Together, the organization and MDM are “responsible for putting appropriate mitigations in place to address patient safety risks and ensure proper device performance”.
It takes a partnership…
Clearly, it takes collaboration due to the number of devices and the number of MDMs that may be represented in each healthcare organization. This partnership must span many stakeholders and often many organizations. A recent study of IoMT security found that a typical U.S. hospital now deploys over 3,850 connected medical devices, from bedside monitors to networked imaging systems. As hospitals expand the number of beds they can serve, this attack surface will certainly be expanded.
The ideal partnership should include a vendor-partner that can provide an agentless deep-packet inspection platform that can differentiate medical device endpoints and their associated risks to ensure an effective, robust, risk-based approach to a connected medical device risk management program.
Understanding the Differentiation of Risks
Not all risks are created equal. Frameworks such as ANSI/AAMI/IEC 80001 help healthcare organizations differentiate medical device risk across patient safety, clinical effectiveness, and data/network security. With this level of insight, security teams can focus on the most urgent threats to patient care and reduce exposure across the environment.
In summary, for healthcare organizations to be successful with the complexities of connected devices, a risk management program requires prioritization and mitigation options specific to medical and connected devices, as well as collaboration and partnership.

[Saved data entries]

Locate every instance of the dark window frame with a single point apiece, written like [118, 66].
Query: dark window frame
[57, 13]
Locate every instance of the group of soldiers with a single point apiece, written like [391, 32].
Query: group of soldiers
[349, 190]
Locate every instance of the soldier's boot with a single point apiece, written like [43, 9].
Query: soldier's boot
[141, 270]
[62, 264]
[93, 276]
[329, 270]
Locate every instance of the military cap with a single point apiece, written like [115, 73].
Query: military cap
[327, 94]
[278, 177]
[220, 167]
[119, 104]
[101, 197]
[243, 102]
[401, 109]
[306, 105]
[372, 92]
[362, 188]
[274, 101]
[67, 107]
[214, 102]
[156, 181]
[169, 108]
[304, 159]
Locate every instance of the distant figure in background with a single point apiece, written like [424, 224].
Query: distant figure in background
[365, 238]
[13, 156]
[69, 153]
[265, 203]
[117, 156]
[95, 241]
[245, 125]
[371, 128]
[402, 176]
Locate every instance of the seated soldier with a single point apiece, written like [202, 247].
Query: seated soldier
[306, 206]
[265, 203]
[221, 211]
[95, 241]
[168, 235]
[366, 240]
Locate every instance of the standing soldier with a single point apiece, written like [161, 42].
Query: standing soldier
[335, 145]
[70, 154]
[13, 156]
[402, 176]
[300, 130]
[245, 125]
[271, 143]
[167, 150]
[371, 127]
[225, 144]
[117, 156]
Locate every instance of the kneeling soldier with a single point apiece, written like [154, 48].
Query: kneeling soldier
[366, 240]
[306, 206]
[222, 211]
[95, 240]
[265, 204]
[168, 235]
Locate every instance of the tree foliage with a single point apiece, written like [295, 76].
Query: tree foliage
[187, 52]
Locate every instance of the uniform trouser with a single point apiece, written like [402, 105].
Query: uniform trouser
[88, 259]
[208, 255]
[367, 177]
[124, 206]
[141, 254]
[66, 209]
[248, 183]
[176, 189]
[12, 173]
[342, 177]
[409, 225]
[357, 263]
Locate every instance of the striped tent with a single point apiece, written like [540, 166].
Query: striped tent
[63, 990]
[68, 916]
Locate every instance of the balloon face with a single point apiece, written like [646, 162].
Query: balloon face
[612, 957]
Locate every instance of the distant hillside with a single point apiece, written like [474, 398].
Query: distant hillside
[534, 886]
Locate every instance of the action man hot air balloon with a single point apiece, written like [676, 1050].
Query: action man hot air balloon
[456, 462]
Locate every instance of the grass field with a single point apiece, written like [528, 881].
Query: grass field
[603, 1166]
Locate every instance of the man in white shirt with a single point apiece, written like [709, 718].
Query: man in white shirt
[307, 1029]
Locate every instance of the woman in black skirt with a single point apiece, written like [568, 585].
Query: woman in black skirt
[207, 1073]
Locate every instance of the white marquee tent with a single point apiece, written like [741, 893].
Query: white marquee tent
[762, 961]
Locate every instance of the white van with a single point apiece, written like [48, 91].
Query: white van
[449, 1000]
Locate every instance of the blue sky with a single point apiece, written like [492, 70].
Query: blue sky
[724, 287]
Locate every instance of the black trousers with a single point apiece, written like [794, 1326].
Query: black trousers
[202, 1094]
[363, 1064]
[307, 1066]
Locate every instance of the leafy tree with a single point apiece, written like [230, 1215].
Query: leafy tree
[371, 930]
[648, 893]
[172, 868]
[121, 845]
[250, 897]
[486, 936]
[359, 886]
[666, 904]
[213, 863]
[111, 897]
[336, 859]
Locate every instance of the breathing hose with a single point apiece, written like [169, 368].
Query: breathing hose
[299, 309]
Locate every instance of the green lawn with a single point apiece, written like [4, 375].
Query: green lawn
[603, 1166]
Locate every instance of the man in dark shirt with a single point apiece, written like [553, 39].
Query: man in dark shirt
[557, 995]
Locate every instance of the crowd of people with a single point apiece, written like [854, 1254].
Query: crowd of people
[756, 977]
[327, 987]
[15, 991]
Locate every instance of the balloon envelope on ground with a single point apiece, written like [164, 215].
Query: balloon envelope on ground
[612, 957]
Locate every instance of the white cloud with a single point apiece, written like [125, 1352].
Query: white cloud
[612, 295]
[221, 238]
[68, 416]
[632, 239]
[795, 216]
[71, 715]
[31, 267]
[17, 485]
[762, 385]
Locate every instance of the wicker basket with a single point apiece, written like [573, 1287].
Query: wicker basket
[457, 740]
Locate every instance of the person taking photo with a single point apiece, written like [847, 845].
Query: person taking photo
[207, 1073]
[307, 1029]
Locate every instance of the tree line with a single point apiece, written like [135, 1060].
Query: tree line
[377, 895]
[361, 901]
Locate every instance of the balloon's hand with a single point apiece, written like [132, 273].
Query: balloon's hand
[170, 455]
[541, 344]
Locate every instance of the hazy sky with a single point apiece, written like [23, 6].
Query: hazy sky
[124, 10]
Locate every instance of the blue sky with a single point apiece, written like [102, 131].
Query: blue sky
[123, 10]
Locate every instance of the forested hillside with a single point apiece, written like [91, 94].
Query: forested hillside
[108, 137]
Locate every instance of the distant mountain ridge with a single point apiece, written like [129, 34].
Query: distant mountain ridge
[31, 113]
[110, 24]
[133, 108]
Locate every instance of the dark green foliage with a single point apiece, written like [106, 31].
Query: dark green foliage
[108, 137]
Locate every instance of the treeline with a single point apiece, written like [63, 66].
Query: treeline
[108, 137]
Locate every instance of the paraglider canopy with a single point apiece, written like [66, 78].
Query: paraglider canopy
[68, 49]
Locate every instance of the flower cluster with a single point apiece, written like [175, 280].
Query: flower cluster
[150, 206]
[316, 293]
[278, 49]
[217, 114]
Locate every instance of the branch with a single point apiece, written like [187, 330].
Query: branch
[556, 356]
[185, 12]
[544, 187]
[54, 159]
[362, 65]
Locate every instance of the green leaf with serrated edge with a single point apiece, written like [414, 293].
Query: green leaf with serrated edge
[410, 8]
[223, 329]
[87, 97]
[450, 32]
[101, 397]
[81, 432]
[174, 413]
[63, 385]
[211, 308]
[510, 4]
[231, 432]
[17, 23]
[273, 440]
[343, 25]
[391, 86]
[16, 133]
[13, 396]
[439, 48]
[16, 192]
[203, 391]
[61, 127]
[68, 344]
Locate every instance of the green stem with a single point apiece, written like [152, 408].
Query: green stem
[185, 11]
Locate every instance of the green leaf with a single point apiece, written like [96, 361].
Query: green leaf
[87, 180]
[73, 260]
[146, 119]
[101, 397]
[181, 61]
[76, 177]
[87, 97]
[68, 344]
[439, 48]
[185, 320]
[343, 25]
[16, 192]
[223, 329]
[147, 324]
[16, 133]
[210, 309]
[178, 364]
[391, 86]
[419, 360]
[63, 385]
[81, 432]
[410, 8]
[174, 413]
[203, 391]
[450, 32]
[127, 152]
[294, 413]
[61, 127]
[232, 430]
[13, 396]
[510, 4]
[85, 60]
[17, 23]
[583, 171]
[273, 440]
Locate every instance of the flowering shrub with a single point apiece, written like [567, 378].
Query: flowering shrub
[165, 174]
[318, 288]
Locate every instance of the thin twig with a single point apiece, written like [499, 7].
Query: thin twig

• Task list
1/ In the text on connected medical device risk, how many connected medical devices does a typical U.S. hospital now deploy, according to a recent study?
2/ Write the next portion of the text on connected medical device risk, starting after its final sentence.

• Written responses
1/ Over 3,850 connected medical devices.

2/
The Asimily platform provides both
Utilizing risk methodologies developed specifically for medical and connected devices, Asimily research and machine learning algorithms combined with deep-packet inspection enable the Asimily platform to differentiate risk across the ANSI/AAMI/IEC 80001 risk management framework:
- Patient Safety
- Clinical Effectiveness
- Data/Network Security
Often, the identified vulnerabilities can include a mitigation recommendation so identified risks can be mitigated with other technical or administrative controls when patching is not possible. This permits a tactical approach to the organization’s connected medical device risk management program. With this capability and approach the organization can focus its limited resources (time, money, people) on risks with a direct impact on patient safety.
Not all vulnerabilities are equal…focus on serious risks first.
In the dynamic space of exponentially escalating cyber threats, it is essential for an organization to determine the real risks they want to focus their resources and efforts on and to understand how to mitigate risks when no manufacturer-certified patch exists or network segmentation and device quarantining techniques are not easily applied.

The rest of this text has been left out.